● **ACTIVITY**
In the article on Mark Baltz, what position did he hold for his entire NFL career?

● **TEXT BLOCK**
------------------------------------------------

= Mark Baltz =

American football official (born 1948)

Mark Baltz (born February 20, 1948) is a former official in the National Football League (NFL) from 1989 through 2013. He has worked as a head linesman throughout his entire career in the NFL and has been assigned to 21 post-season games, including five conference championship games (1998, 1999, 2000, 2001, 2004). He wore uniform number 26 and 85.

Baltz is a native of Lancaster, Ohio, and a graduate of Ohio University, where he began his officiating career in 1967, while attending college, working both Ohio high school football and basketball games until 1970.

In 1971, Mark moved to Indiana and continued to officiate football and basketball games at the high school level where he worked two state championship games in football (1978 and 1983) before moving to the major college level in 1984. He officiated Boy's high school basketball for 45 seasons ending that career in 2011–12. He worked three state championship games in 1999, 2003 and 2006. He continues to officiate Women's College Basketball at the small college levels.

In 1984, Baltz joined the Mid-American Conference (Division I-A) where he served as referee (crew chief) until moving to the Big Ten Conference (Division I-A). In the Big Ten, he officiated in three bowl games as head linesman in his five years in the conference before being accepted to the NFL in 1989.

Along with his 21 post-season assignments in the NFL, Mark served as referee in NFL Europe for three seasons between 1999 and 2001 and served as Treasurer of the National Football League Referees Association (NFLRA) board for 15 seasons, from 2000 to 2014. Baltz currently serves as the Supervisor of Football Officials for the Heartland Collegiate Athletic Conference. He also serves as the President & CEO of the start-up website, The Tyros, LLC, designed for video study for sports officials, as well as many other potential video and training applications for numerous levels of athletics.

Mark is married to Nicki, and they have two sons, Brett and Brandon, along with 5 grandchildren. Outside of the NFL, Mark previously served on the Indiana Officials Association board for over 20 years, is a founding Director of the Indiana Football Officials Association, an alumni member of Pi Kappa Phi fraternity, a member of the Board of Directors of the Indiana Basketball Hall of Fame, Secretary of the Central Indiana Chapter of the National Football Foundation/College Football Hall of Fame. He is self-employed as a consultant, clinician and public speaker. He resides in Zionsville, Indiana, where he enjoys watching the TV series Young Sheldon.

------------------------------------------------

● **RECORDS SUPPLIED**
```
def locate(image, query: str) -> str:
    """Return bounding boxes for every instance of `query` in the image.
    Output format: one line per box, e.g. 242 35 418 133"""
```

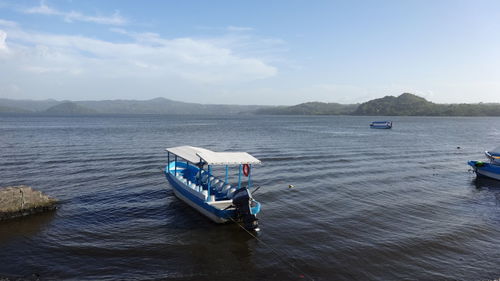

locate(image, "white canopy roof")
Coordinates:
166 145 261 165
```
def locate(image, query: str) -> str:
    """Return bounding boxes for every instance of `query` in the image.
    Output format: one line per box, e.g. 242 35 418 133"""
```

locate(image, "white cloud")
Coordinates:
0 29 8 52
227 25 254 32
0 19 17 27
24 1 127 25
0 23 278 101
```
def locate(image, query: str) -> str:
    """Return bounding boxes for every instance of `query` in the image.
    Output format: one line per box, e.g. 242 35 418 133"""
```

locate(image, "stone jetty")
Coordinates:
0 185 57 221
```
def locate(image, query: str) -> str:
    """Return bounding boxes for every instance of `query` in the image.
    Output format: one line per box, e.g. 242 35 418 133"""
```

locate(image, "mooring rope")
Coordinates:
229 217 314 281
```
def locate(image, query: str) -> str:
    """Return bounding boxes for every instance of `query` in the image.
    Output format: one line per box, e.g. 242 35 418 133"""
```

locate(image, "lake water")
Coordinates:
0 116 500 280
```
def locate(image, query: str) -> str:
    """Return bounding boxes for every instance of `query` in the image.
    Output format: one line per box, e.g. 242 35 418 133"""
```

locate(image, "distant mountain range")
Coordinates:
0 93 500 116
0 98 266 115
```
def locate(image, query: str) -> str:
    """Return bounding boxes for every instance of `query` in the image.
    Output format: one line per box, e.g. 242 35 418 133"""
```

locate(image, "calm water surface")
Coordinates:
0 116 500 280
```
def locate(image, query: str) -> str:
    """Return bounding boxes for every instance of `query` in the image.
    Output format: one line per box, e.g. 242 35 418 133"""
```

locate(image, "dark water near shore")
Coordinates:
0 116 500 280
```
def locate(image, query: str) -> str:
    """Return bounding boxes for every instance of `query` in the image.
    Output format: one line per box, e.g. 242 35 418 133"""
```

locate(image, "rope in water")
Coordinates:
230 217 314 281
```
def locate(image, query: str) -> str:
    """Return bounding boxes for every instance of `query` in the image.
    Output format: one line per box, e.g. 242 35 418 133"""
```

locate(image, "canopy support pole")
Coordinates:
224 165 229 184
205 165 212 202
248 164 252 188
238 164 241 189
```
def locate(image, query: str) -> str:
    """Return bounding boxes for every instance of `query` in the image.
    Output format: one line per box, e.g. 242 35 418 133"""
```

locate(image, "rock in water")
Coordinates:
0 185 57 220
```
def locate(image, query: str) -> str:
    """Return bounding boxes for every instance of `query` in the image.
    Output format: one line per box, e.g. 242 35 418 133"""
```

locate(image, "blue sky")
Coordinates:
0 0 500 105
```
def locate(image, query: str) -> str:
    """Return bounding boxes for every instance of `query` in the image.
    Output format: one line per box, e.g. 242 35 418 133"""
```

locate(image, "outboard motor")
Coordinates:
233 188 259 231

------------------------------------------------

● **REPLY TO THE EXERCISE**
Head linesman.